Published On: Fri, Oct 5th, 2018

Conspiracy theorists: busted pending the arrival of the light of the Establishment’s truth

A book about Bill Cooper was published in September, and for a little while it prompted some smearing in the corporate-media. Not being here to advertise what is likely an operation in disinformation (naturally, no money has been spent to obtain this object), this article is about examining the treatment of the subject matter in corporate-media book reviews. Someone by the name of Ron Rosenbaum wrote for Esquire, and the headline announced that “Milton William Cooper was the Godfather of fake news”. Of course, the term “fake news” has become as meaningless as the word “racist”, and in an exponentially shorter time. However, it indicates perfectly what someone looking to reinforce the Establishment perspective would be bringing to a piece about Cooper. As such, the subtitle doesn’t disappoint: “A distressingly timely new book takes conspiracy theorists seriously—even if one finds their ideas impossible to believe.”

Required work =>
[1] According to the article on Bill Cooper, why does it look at corporate-media book reviews instead of promoting the book itself? Answer in one to three sentences.
[2] In the article on Bill Cooper, which publication did Ron Rosenbaum write for?

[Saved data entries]
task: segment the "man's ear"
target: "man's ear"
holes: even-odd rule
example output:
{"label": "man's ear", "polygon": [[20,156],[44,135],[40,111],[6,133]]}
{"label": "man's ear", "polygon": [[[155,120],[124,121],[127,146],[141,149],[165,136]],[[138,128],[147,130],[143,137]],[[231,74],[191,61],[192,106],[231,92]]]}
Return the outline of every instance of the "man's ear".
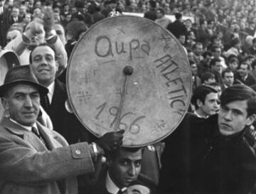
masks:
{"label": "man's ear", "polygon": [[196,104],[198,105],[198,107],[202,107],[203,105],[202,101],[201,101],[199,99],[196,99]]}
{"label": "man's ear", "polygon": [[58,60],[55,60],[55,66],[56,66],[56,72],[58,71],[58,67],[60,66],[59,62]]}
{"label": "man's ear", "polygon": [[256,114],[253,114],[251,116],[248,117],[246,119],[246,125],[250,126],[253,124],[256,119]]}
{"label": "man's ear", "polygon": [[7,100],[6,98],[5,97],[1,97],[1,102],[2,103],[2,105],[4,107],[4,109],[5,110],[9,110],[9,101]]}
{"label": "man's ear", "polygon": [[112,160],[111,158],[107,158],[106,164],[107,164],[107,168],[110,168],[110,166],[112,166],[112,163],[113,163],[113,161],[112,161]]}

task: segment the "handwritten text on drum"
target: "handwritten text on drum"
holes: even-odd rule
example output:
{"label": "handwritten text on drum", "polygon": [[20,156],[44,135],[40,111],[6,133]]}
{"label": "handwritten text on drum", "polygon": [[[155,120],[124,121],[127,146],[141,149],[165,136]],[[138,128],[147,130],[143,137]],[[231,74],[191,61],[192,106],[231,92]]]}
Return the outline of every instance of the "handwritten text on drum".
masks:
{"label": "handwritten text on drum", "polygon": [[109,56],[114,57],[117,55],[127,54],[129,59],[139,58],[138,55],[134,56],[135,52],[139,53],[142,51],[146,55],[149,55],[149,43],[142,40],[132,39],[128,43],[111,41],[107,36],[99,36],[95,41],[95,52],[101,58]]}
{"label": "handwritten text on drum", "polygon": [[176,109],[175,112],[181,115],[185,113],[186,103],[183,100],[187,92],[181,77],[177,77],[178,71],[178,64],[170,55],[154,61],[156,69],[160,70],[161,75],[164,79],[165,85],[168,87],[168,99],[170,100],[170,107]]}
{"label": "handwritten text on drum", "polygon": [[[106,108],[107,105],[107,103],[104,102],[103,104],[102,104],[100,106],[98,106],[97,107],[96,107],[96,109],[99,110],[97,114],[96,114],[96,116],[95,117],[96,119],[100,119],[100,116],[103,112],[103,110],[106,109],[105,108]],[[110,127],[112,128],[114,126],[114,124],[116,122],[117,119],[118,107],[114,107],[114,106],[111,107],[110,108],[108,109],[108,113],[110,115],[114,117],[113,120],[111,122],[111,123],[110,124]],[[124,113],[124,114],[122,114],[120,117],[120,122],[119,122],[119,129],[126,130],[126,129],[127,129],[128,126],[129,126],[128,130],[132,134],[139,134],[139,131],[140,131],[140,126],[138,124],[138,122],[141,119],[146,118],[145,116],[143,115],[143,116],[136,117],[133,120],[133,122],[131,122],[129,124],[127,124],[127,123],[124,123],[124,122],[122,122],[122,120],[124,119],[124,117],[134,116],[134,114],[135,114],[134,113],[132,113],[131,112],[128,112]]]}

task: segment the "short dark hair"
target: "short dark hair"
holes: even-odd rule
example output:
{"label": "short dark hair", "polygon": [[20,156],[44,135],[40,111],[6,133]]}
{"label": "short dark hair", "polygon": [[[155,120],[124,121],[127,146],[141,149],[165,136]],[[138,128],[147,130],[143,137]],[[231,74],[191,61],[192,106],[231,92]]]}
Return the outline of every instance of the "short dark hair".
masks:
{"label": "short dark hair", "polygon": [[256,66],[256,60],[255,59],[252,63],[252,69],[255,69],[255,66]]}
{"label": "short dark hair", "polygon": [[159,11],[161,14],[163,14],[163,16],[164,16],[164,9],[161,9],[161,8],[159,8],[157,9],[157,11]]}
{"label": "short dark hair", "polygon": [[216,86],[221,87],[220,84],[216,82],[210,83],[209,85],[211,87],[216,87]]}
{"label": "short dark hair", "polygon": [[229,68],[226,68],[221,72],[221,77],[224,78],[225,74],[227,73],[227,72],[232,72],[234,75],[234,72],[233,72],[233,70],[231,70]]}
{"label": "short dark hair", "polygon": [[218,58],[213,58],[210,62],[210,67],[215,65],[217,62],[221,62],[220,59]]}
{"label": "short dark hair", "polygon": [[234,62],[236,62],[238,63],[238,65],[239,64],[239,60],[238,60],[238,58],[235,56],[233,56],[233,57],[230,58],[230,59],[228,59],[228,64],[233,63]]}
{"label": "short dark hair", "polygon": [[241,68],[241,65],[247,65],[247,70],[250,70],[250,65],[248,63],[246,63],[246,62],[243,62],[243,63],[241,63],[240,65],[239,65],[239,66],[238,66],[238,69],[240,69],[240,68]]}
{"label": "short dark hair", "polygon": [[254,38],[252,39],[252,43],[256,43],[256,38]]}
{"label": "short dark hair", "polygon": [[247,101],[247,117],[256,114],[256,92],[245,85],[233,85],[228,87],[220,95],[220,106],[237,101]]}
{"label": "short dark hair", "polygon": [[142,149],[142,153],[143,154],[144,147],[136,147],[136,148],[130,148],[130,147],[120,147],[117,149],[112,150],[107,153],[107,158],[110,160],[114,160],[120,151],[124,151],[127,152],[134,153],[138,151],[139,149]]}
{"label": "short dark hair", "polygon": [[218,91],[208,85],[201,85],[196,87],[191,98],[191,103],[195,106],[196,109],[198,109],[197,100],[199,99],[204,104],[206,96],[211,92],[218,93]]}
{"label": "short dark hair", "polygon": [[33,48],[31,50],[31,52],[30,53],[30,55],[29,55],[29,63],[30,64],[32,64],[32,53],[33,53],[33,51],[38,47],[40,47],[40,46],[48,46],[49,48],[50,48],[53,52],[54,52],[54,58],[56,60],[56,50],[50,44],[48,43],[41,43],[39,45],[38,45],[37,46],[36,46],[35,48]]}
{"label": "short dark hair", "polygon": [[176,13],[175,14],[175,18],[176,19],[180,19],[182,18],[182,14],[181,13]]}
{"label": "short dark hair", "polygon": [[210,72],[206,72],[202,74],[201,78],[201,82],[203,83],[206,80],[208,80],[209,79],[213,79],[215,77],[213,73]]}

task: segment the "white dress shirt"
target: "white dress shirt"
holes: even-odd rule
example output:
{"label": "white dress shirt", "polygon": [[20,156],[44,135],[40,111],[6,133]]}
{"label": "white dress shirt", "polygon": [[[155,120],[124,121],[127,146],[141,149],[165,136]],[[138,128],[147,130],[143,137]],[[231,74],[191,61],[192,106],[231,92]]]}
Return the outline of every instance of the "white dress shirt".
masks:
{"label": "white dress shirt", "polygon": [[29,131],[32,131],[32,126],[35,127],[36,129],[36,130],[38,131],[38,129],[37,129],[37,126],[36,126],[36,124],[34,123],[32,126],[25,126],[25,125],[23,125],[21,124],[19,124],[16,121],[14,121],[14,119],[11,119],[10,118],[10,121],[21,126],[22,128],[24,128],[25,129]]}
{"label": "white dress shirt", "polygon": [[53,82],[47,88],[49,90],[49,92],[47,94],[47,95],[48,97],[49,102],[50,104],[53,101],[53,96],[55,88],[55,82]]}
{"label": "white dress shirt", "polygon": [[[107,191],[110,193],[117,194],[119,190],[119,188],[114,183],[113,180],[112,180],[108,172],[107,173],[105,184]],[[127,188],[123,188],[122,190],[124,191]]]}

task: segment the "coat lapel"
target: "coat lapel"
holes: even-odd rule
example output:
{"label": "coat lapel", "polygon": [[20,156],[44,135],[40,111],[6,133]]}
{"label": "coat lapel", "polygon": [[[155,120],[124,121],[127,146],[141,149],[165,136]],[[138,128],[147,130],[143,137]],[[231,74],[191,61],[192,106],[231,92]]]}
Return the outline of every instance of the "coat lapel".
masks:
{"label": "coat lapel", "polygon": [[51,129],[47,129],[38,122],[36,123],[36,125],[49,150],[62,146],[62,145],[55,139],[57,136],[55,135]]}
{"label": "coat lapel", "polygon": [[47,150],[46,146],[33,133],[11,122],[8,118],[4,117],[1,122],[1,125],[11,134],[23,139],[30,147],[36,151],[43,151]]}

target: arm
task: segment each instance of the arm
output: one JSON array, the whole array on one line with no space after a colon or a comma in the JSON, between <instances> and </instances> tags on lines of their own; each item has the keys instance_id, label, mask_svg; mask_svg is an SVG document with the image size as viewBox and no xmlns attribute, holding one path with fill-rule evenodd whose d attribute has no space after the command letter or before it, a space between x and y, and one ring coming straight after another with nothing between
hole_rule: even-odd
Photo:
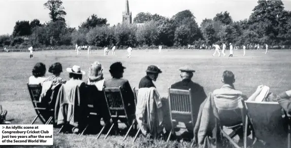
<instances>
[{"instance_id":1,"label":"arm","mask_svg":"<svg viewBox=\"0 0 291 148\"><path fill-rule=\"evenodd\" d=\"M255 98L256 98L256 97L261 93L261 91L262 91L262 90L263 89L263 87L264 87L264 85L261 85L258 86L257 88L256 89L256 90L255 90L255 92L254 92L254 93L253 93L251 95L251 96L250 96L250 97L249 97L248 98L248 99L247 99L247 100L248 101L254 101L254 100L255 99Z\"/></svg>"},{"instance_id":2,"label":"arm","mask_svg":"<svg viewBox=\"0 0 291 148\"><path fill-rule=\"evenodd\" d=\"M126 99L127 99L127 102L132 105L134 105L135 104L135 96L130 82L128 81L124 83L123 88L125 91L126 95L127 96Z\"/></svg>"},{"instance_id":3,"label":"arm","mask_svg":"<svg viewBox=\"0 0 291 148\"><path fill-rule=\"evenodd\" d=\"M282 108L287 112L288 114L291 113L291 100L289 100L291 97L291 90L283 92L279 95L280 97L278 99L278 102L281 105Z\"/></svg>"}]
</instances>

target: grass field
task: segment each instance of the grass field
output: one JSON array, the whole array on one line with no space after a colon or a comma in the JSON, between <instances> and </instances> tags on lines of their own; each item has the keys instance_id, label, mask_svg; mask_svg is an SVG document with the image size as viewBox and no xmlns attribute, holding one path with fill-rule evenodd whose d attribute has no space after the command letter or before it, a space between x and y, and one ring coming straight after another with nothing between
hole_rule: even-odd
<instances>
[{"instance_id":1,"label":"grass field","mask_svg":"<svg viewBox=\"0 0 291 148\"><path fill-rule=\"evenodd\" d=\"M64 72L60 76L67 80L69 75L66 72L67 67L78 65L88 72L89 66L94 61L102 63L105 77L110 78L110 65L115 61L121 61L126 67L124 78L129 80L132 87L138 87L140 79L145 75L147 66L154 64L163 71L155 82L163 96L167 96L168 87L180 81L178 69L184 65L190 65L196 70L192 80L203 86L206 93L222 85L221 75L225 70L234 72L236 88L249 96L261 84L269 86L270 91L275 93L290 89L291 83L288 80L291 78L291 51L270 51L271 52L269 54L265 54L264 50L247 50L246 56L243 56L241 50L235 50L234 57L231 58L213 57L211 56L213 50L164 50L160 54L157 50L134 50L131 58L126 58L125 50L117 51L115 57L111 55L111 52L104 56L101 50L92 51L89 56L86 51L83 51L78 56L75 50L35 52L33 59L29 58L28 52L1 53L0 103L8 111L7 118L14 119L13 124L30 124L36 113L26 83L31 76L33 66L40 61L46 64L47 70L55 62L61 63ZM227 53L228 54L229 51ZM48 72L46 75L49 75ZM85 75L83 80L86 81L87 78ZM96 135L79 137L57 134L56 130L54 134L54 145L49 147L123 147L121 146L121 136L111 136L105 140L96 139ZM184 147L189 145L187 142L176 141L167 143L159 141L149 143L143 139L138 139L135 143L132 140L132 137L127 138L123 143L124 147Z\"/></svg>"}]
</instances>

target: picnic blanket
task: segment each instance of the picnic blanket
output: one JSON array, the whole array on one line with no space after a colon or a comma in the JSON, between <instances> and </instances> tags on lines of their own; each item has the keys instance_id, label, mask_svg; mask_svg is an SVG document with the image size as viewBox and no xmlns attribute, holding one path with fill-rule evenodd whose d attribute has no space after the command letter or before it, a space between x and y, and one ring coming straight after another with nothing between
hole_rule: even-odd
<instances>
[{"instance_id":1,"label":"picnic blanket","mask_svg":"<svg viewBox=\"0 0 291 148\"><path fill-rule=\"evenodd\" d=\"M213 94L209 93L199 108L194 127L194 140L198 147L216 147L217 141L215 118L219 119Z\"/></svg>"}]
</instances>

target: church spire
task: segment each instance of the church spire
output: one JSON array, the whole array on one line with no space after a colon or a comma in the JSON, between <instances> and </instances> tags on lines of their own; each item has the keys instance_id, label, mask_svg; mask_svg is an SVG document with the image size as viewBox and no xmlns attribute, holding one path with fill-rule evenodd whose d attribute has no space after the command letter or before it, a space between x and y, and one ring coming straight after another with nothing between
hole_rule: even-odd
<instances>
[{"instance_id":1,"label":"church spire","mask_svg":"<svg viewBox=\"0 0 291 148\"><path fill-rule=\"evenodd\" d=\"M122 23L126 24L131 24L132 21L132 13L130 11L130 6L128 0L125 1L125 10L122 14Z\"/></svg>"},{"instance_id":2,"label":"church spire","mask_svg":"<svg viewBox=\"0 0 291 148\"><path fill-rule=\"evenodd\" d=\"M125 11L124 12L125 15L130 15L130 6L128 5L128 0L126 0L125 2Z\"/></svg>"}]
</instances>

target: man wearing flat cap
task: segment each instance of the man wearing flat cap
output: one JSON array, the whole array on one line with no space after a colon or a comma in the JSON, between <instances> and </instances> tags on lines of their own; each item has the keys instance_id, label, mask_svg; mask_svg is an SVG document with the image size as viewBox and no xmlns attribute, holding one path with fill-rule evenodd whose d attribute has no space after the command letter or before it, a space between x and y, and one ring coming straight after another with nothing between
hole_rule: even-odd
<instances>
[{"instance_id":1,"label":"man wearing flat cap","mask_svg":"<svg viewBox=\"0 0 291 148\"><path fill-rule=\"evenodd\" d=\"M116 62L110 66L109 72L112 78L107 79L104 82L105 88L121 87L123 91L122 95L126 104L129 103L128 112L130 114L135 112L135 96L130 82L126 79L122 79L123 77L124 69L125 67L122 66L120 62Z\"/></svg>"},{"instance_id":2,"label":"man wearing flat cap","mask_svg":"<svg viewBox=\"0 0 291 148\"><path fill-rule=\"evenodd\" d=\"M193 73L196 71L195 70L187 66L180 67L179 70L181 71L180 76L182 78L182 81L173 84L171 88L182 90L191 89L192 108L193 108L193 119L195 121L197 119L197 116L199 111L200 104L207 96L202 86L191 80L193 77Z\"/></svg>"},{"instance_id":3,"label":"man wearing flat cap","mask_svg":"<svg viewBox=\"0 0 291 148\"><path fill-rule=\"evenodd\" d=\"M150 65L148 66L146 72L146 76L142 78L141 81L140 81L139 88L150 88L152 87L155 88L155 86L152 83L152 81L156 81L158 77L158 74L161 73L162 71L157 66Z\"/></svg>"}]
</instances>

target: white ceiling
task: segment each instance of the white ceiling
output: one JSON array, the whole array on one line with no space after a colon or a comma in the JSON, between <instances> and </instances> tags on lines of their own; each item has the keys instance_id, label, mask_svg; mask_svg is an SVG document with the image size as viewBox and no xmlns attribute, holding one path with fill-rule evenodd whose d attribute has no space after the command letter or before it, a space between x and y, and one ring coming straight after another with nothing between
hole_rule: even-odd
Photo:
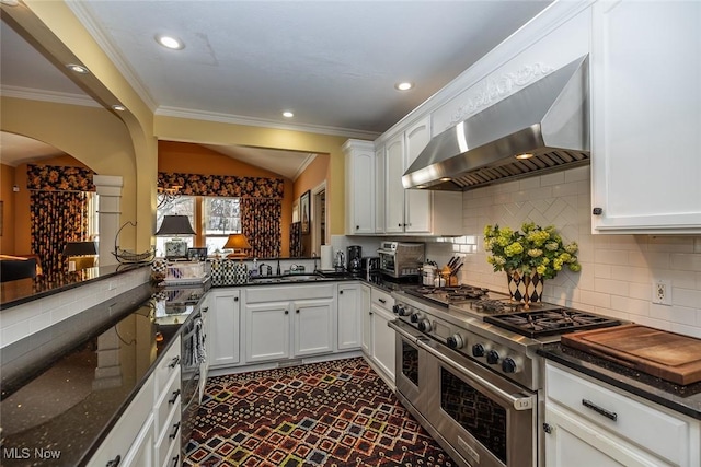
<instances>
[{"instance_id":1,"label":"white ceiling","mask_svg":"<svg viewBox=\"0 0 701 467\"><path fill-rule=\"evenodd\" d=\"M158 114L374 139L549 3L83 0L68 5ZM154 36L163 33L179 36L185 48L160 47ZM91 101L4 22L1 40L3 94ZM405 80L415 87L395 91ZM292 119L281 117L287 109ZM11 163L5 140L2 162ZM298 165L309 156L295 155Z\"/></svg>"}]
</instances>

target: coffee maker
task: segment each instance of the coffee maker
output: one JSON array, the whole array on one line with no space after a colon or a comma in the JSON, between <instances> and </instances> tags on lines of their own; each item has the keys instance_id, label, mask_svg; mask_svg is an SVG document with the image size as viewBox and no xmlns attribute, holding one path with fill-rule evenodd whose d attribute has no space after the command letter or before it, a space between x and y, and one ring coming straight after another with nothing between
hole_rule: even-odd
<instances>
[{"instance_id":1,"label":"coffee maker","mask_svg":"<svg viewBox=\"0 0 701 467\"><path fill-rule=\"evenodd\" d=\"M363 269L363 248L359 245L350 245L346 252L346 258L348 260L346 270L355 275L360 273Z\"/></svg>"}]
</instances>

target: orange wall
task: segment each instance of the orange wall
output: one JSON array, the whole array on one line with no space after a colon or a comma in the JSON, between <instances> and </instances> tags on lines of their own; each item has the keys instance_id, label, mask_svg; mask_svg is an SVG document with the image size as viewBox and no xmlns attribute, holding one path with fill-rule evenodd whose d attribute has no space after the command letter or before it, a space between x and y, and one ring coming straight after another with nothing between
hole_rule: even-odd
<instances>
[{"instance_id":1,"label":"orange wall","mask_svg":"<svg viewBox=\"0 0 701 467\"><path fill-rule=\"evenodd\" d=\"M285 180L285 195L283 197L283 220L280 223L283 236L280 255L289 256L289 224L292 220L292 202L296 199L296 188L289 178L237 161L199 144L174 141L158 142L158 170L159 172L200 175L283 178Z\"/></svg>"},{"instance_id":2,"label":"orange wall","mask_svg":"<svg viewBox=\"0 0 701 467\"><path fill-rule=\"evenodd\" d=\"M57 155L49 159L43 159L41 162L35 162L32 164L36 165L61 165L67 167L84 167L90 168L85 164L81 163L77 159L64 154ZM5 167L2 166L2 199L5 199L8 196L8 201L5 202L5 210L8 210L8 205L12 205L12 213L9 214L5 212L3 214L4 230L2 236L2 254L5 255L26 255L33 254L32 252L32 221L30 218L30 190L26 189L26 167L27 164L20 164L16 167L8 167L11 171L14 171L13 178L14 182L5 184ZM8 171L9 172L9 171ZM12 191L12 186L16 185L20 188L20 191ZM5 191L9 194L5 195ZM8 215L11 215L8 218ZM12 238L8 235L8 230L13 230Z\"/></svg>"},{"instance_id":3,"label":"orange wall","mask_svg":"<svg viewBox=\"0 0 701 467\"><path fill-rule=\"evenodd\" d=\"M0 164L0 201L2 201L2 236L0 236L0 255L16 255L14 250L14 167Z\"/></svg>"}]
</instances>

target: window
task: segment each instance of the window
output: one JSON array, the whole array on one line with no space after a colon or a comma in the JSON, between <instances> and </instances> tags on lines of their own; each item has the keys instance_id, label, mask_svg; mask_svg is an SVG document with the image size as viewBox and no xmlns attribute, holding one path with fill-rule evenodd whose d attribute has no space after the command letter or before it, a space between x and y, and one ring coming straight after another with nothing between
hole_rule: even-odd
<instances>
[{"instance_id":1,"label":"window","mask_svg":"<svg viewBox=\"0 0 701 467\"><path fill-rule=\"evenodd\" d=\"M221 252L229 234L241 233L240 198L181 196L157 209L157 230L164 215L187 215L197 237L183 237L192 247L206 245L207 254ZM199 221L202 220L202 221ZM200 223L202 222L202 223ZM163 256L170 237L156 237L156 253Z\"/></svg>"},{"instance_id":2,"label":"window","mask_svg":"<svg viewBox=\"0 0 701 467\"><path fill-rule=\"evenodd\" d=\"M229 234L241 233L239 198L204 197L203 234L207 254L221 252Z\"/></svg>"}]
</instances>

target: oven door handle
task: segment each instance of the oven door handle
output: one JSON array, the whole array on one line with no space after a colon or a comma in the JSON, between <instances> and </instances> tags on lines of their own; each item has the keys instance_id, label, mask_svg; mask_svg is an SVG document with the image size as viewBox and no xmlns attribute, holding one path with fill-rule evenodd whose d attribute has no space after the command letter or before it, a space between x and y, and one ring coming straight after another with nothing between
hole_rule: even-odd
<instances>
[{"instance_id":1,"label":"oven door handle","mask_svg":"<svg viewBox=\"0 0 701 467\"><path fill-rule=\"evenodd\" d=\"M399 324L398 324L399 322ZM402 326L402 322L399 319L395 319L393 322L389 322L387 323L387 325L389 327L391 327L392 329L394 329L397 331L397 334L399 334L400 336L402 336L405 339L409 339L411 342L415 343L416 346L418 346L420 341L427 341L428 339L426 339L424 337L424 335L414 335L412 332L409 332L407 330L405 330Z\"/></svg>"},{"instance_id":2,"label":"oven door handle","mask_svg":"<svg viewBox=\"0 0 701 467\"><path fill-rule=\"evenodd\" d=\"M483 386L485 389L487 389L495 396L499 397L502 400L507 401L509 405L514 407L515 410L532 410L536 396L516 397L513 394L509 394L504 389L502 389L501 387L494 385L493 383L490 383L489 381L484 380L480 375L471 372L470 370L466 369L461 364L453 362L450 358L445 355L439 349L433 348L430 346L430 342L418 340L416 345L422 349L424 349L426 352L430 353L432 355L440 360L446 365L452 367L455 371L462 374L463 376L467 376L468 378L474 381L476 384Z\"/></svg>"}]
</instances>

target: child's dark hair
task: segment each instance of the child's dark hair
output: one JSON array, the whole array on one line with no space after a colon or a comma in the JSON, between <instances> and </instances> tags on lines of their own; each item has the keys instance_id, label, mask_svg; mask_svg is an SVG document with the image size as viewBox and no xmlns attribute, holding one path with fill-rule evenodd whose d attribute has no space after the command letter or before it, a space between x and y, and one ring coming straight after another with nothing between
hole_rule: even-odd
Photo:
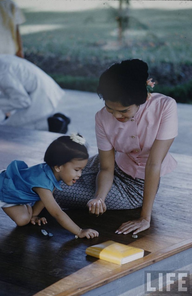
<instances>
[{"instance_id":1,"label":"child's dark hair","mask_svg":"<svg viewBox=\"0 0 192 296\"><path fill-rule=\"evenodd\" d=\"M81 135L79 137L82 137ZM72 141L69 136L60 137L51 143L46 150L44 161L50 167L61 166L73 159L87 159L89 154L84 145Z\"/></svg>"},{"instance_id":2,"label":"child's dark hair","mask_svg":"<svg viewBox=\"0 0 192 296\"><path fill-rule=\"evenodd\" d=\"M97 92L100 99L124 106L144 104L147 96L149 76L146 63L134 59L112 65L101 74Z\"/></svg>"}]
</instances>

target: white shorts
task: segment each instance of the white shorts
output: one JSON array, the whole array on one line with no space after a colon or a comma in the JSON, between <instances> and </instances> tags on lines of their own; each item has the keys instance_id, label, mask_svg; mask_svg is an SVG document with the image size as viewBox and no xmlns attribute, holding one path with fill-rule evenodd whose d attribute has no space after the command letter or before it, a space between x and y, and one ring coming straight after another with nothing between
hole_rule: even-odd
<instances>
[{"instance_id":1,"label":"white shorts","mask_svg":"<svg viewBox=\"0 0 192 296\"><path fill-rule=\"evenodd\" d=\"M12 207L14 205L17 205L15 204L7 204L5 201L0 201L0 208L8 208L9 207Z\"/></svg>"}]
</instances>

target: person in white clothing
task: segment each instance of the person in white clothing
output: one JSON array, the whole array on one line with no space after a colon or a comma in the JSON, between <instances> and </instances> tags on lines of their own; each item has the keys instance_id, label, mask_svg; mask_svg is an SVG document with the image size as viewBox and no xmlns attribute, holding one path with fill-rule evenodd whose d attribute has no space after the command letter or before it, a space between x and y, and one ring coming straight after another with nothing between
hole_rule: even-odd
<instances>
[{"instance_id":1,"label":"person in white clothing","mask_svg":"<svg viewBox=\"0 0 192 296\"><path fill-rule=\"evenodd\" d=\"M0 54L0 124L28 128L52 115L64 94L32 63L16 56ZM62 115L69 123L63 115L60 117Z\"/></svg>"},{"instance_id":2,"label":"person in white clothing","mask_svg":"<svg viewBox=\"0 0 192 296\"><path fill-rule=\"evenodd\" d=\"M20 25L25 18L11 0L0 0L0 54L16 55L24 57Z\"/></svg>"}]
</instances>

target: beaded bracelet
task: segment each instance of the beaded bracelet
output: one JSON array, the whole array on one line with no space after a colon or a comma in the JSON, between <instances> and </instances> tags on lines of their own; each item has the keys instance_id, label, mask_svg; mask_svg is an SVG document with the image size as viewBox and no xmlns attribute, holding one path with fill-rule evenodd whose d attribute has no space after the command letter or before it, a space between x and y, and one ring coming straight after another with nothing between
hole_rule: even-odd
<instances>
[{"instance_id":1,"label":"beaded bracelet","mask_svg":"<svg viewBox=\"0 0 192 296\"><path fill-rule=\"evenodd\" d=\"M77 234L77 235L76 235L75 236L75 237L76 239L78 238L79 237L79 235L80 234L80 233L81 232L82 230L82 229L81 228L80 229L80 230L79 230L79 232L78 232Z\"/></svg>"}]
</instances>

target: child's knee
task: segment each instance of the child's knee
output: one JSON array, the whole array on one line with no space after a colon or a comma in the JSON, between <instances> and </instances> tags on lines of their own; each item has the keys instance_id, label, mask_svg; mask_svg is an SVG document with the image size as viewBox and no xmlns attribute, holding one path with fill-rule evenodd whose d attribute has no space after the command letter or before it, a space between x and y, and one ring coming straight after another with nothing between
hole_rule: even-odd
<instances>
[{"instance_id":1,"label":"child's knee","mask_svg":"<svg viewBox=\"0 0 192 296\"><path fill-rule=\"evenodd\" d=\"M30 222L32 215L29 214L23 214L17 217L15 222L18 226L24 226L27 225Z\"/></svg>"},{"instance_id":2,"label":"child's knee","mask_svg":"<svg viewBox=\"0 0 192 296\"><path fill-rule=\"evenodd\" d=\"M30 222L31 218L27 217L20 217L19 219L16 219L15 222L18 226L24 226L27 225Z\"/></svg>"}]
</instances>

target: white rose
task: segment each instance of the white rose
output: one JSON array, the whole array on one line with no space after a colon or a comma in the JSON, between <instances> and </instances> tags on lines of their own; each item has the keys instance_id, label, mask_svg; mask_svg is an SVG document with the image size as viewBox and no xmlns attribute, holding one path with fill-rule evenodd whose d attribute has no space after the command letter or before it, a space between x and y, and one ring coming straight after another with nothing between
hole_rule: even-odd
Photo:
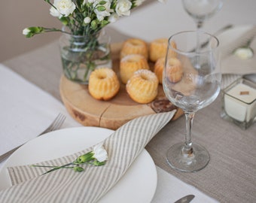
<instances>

Answers for this exercise =>
[1] The writer is not there to advertise the book, which the writer calls likely an operation in disinformation. The writer adds that no money was spent to obtain it.

[2] Esquire.